提示文:
今回の記事では、長文読解をするうえで非常に有用な英文法上の考え方をご紹介します。
「英文法」としては、この切り口ではあまり習わないので、知らない方も多いかもしれません。しかし、知っているのと知らないのとでは、英文解釈のスムーズさに大きな差が出ます。
具体的には、関係代名詞の省略を見抜けるか否かに大きくかかわってきます。大事なことですから、ぜひ最後まで読んでいってください。
それでは、名詞と名詞が連続する例を見ていきましょう。
~名詞と名詞が連続する例~
SVOO,SVOC
まずは、もっともよくある例から。第4文型、第5文型です。
SVOO,SVOCのOO,OCの部分が名詞連続になります。(Oは名詞のみ。Cは名詞か形容詞)
これらの文型をとる動詞は決まっていますから、動詞リストを覚えることで第4文型・第5文型であることを見抜くことができます。(実際には、リストを覚えなくても意味グループで判別できます)
第4文型をとる動詞(授与型の動詞等)
- SVO + to~に書き換えできるもの:give, lend, show, hand, offer, pass, pay, sell, send, teach, tell, feed, write, promise, owe
- SVO + for~に書き換えできるもの:buy, cook, bake, find, make, choose, get, leave, sing, save, read
- SVO + of~に書き換えできるもの:ask
- 奪う系の動詞:cost, take, charge
なお、1と2の見分けも入試問題で頻出ですが、
1の「SVO+to~に書き換えできる動詞」は、「相手がいないとその行為自体が成り立たない動詞」
2の「SVO+for~に書き換えできる動詞」は、「相手がいなくてもその行為自体は実現可能な動詞」
として見分けることができます。

抜粋項目:

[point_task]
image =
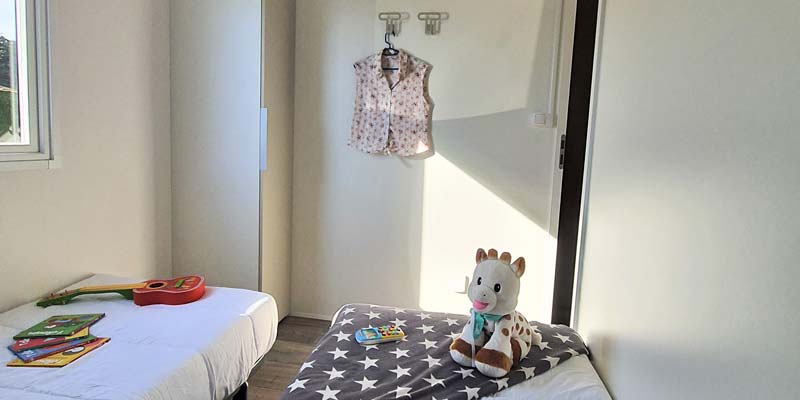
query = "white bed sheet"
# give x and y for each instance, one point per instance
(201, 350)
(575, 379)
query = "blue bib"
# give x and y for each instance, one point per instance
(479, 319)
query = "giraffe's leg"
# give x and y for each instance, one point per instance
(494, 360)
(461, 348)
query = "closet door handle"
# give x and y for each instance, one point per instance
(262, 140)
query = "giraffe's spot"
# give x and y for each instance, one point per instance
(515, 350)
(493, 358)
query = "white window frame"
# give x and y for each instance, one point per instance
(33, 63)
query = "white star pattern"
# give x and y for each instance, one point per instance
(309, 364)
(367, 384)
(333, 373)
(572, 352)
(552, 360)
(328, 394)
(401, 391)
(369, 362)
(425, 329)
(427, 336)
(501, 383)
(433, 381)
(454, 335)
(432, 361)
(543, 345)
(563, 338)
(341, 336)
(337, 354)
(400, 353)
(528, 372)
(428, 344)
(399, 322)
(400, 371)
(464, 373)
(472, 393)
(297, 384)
==
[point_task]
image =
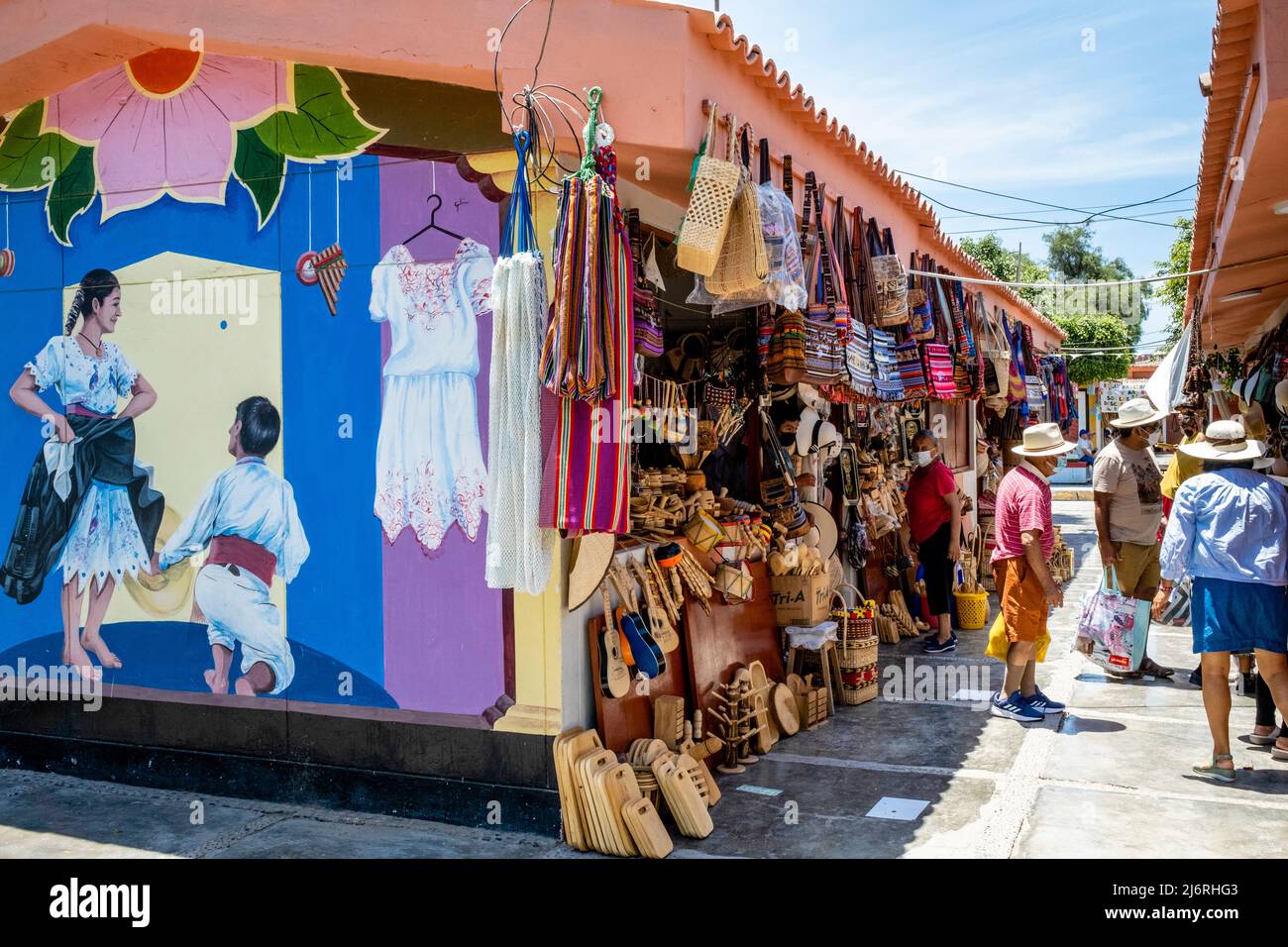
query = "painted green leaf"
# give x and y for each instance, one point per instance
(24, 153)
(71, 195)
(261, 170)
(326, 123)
--
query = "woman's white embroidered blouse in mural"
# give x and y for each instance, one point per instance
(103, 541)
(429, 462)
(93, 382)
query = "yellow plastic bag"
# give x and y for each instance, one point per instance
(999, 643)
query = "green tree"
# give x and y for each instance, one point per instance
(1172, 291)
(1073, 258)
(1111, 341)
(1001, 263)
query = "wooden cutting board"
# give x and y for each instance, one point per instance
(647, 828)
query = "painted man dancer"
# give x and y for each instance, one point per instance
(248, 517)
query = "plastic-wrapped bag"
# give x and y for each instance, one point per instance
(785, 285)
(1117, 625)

課題内容:
名詞の連続を扱った文章を、最後の文の後から書き継いでください。 これらの項目は、名詞の連続を扱った文章とは無関係です。

解答:
第5文型をとる動詞
OがCだと思う・信じる系
| think O (to be) C | OがCだと見なす・思う |
| consider O (to be) C | OがCだと見なす・思う |
| find O (to be) C | OがCだとわかる |
| believe O (to be) C | OがCだと信じる |
| prove O (to be) C | OがCだと証明する |
※to beは省略可
呼び・名付け系
| call O C | OをCと呼ぶ |
| name O C | OをCと名づける |
以上に挙げた動詞の場合には、動詞のあとに名詞と名詞が連続できますから、覚えておきましょう。
また、第5文型をとる動詞のうち、Cに名詞が来ないものもありますので、念のため以下に挙げておきます。
OがCだと知覚する系(Cは形容詞のみですが、第5文型として念のため)
| see O C | OがCであるのを見る |
| feel O C | OがCであるのを感じる |
OをCの状態にする系(Cは形容詞のみですが、第5文型として念のため)
| make O C | OがCである状態を作る(OをCにする) |
| keep O C | OがCである状態を保つ |
| leave O C | OをCのままで置いておく |
| set O C | OがCである状態にセットする(OをCの状態にする) |
※上記のうちmakeだけは、They made him captain.(彼らは彼をキャプテンにした)のように、Cに名詞が来ることがあります。ただ、このようなことはたくさん英語に触れているうちに自然と覚えますので、あまり積極的に覚える必要はないです。
同格
① 名詞, 名詞, ~のパターン(説明・追加情報)
My brother, John, lives in Canada.「兄のジョンはカナダに住んでいる。」
Tokyo, the capital of Japan, is very safe.「日本の首都である東京はとても安全です。」
Mr. Smith, our math teacher, is very strict.「私たちの数学の先生であるスミス先生はとても厳しい。」
The idea, a simple but powerful one, changed everything.「その考え——シンプルだが強力なもの——がすべてを変えた。」
Our next goal, a very ambitious project, will take years.「次の目標——非常に野心的なプロジェクト——は数年かかるだろう。」
※和訳問題の場合には、——は使わずに訳してください。上では、感覚やニュアンスを反映することを優先しました。
② 名詞+名詞(関係・職業・役職+名前)
My friend Ken is a doctor.「私の友人のケンは医者です。」
I met my cousin Emma yesterday.「私は昨日、いとこのエマに会いました。」
President Trump visited Japan.「トランプ大統領が日本を訪れました。」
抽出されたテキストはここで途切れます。